Prompt
Among the entries that follow, the required portion opens with the line containing "Target: blue jeans" and closes with the line containing "yellow flower in this photo.". Give that portion again exactly, and nothing else.

Exercise data

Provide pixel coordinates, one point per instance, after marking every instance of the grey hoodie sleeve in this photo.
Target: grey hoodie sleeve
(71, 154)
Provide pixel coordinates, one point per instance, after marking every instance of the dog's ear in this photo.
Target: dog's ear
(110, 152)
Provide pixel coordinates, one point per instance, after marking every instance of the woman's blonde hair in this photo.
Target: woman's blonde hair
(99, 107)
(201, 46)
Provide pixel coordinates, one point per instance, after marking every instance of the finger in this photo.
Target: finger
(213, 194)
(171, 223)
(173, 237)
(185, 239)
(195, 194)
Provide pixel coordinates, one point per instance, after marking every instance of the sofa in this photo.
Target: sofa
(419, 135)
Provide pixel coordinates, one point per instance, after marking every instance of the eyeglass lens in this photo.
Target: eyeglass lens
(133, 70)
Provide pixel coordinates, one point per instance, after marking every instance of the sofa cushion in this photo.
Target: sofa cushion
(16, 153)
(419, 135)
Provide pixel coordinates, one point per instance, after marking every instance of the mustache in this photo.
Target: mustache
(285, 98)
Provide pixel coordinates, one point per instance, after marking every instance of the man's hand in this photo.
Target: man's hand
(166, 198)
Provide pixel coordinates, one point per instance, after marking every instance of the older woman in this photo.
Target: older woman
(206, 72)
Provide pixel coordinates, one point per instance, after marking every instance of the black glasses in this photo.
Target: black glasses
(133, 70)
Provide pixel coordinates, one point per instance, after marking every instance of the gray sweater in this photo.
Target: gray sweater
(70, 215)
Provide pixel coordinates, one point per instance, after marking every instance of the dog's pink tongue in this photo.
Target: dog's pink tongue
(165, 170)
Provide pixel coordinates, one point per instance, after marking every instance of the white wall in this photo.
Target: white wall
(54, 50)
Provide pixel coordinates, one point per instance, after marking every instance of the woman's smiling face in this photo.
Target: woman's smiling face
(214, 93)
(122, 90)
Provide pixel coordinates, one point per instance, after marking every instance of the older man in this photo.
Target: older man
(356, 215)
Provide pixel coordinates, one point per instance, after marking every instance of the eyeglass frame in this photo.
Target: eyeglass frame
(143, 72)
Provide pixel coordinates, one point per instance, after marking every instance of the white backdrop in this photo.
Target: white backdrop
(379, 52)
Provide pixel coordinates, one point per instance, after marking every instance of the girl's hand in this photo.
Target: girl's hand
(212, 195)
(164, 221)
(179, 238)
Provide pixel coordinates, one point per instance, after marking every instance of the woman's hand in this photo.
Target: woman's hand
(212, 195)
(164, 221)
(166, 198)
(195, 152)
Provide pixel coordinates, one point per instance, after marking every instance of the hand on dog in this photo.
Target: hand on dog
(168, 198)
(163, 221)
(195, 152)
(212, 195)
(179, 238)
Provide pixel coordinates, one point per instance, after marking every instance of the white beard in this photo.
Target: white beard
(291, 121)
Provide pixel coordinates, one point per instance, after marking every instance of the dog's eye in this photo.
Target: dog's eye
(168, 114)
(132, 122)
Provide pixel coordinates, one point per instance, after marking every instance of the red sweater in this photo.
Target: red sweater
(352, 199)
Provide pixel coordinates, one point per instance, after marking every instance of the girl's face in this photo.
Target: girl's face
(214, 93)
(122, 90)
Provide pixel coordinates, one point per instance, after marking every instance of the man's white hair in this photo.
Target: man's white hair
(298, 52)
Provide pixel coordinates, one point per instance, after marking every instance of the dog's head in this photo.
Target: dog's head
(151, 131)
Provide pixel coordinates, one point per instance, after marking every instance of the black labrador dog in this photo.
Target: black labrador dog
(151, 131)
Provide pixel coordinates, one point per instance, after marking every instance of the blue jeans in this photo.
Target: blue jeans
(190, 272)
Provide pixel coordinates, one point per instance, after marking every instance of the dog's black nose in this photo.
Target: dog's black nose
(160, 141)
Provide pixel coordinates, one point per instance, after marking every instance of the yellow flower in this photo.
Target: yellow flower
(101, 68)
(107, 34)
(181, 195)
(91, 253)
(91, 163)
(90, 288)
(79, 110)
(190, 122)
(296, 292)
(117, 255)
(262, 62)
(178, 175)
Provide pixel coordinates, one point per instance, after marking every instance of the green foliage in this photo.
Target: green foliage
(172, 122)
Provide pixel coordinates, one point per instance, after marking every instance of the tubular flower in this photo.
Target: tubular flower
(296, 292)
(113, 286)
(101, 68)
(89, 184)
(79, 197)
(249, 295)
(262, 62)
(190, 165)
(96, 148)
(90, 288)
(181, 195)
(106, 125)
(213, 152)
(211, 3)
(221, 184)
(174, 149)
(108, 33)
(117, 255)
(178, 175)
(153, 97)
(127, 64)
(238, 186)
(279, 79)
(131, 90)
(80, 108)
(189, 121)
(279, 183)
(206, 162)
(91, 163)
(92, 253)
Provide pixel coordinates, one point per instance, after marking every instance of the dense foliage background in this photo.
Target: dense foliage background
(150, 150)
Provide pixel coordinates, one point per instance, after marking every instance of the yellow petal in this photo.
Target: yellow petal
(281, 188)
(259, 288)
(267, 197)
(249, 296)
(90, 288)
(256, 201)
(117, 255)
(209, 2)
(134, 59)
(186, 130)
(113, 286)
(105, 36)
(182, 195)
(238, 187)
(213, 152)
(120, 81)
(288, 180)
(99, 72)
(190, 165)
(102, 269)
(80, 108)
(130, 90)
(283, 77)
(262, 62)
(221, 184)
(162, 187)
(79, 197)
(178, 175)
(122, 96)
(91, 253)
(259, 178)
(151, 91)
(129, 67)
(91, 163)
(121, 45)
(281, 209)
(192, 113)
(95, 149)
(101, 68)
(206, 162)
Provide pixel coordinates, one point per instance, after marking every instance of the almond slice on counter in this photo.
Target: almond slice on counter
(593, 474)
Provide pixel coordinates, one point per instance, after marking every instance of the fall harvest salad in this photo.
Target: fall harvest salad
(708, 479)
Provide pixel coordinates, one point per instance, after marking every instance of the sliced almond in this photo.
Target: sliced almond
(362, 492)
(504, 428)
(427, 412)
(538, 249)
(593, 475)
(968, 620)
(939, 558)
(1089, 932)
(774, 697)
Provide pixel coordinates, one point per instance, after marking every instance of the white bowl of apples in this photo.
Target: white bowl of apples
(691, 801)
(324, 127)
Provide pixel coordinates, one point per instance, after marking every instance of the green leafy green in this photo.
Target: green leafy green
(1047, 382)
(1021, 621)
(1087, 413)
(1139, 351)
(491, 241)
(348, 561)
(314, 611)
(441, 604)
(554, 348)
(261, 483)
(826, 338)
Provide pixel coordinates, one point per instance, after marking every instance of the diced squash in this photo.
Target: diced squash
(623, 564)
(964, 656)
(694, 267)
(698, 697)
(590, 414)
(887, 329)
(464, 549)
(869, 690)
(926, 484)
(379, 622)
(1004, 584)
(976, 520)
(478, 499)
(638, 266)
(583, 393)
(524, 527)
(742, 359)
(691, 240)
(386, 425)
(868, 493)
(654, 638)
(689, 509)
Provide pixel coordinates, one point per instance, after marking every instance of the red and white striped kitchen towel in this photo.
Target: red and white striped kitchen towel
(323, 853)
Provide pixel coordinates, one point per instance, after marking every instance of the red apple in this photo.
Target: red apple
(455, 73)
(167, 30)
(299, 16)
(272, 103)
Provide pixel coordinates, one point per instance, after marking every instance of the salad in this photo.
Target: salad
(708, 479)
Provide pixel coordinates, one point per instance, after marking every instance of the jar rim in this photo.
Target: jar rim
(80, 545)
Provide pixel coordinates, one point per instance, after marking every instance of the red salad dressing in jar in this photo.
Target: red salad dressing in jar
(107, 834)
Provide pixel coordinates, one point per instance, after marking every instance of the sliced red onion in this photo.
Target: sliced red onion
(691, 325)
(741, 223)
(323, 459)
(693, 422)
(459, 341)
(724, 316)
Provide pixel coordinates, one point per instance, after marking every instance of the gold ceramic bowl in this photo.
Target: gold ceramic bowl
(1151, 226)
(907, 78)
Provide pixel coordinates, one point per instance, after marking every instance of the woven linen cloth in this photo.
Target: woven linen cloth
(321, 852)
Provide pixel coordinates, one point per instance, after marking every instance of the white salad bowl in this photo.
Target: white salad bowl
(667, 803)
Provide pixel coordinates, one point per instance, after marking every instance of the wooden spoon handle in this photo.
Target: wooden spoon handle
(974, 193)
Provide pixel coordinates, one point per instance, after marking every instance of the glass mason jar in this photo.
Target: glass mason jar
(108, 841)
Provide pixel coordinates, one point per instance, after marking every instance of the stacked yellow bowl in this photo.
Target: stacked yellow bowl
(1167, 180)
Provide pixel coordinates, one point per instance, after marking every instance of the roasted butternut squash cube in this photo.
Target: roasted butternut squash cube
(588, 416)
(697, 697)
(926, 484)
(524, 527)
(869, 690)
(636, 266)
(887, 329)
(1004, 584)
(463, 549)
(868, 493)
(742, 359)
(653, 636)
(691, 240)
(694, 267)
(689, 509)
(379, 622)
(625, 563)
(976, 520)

Problem solution
Target: blue jeans
(190, 272)
Provide pixel coordinates, one point per instance, after marking every instance of the dog's black nose in this photo.
Target: dog's black nose
(160, 141)
Provide pixel coordinates, one point per instance, after marking every instance of the yellow flower in this photo.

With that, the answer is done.